▸ THE INPUT
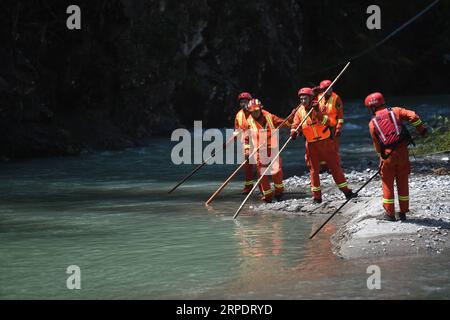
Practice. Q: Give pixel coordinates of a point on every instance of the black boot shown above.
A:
(350, 195)
(402, 216)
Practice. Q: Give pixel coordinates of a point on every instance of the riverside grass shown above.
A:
(438, 140)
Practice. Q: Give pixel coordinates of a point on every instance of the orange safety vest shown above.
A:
(256, 127)
(313, 130)
(331, 106)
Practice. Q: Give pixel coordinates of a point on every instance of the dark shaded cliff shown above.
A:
(142, 68)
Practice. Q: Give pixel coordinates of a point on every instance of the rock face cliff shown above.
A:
(142, 68)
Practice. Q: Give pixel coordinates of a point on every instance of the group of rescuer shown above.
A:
(320, 119)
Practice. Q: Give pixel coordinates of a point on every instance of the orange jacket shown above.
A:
(314, 128)
(266, 121)
(334, 108)
(401, 114)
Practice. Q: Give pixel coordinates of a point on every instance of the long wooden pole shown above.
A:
(286, 143)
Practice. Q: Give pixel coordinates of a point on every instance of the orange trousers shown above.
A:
(265, 184)
(397, 167)
(324, 150)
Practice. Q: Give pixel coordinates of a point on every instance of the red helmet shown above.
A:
(244, 95)
(325, 84)
(374, 100)
(254, 105)
(306, 91)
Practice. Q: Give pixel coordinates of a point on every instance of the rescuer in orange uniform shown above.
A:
(390, 139)
(240, 125)
(319, 146)
(262, 125)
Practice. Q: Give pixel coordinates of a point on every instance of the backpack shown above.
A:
(387, 129)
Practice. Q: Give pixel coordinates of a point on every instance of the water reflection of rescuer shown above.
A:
(261, 122)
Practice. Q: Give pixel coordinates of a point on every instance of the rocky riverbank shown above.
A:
(362, 234)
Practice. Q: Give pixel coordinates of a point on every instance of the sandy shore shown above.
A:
(362, 234)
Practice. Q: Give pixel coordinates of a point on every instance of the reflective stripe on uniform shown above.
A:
(418, 122)
(343, 185)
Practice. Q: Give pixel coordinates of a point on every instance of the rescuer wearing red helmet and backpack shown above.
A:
(319, 146)
(262, 126)
(240, 123)
(390, 139)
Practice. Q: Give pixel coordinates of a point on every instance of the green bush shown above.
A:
(438, 139)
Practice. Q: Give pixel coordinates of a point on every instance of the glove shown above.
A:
(337, 133)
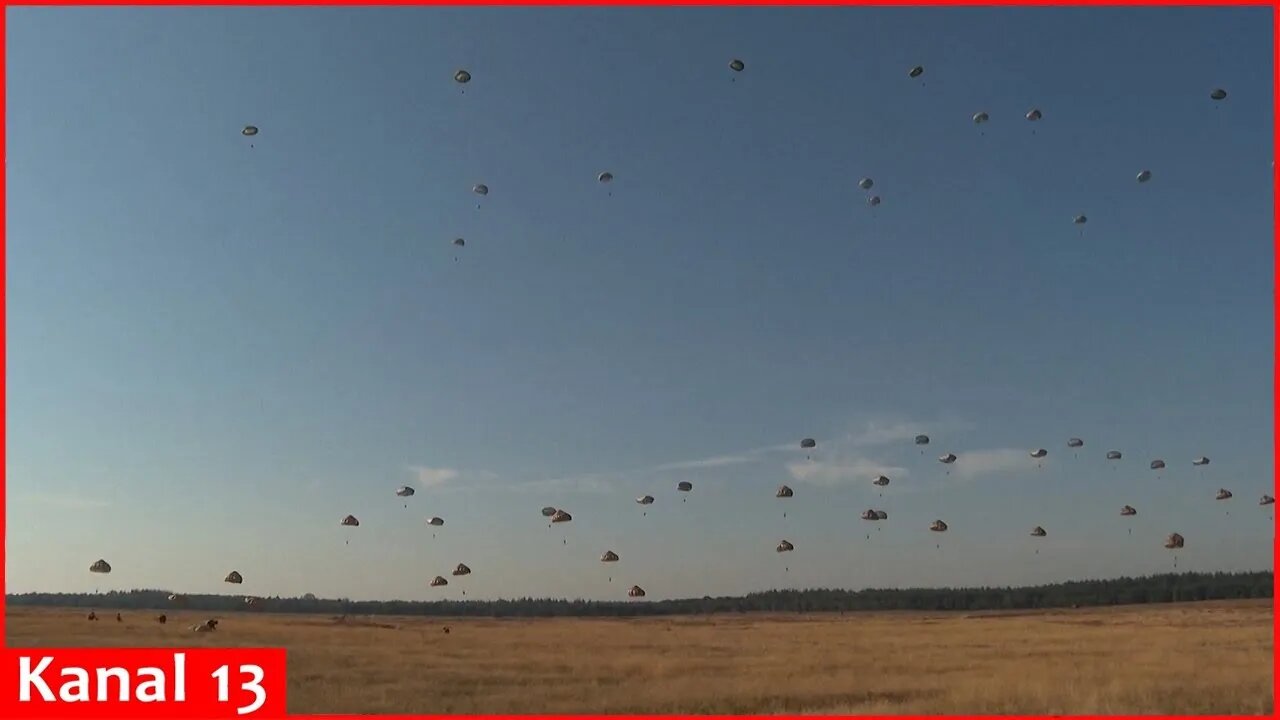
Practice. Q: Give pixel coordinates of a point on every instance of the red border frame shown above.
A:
(1275, 244)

▸ WHAT IS BEING ASKED
Pictures are to be dropped; the lines from the start of the entries above through the line with "group of rescuer shown above." are to be given again verbatim.

▸ REPLY
Practice. Q: Give pixel coordinates of a point on every instance of the black boot shown above.
A:
(350, 195)
(402, 216)
Practice. Q: Give pixel coordinates of a point on every instance of the riverside grass shown above.
A:
(438, 140)
Practice. Q: Give pixel coordinates of a point on every instance of the orange safety vest shown above.
A:
(256, 127)
(313, 130)
(331, 106)
Practice. Q: Give pixel coordinates of a point on every instance of the dark shaded cliff shown above.
A:
(142, 68)
Practice. Q: Give pixel coordinates of a point on every instance of the rock face cliff shown above.
A:
(142, 68)
Practice. Q: Give pixel coordinates of a point on every instance of the group of rescuer shown above.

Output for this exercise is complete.